__Assignment__
Go through the listing below and work out how many lines hold "banner"; reply with the figure alone.

__Listed records__
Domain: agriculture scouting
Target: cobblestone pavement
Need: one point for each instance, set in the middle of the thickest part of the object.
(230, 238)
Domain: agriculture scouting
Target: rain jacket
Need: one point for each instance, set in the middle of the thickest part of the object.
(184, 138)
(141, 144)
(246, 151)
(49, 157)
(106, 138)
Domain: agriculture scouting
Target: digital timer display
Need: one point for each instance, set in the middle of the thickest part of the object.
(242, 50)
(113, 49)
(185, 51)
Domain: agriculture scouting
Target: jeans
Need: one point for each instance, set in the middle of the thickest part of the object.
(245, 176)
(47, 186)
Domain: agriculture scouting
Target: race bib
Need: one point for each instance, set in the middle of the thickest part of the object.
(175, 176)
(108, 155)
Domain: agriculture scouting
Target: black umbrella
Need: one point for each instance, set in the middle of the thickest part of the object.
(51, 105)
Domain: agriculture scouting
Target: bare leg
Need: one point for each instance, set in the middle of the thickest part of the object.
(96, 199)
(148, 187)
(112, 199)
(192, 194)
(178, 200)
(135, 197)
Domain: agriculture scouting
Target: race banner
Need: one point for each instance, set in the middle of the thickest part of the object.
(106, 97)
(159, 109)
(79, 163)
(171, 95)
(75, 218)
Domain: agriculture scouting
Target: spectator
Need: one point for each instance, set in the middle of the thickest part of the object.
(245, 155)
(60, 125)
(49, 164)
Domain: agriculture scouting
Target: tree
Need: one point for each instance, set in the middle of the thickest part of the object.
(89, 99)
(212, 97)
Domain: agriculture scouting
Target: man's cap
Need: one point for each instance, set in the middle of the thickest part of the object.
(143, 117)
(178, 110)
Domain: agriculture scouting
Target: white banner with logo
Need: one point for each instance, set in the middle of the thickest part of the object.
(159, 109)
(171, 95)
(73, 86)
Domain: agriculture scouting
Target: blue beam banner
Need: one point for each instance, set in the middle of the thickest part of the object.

__Answer area__
3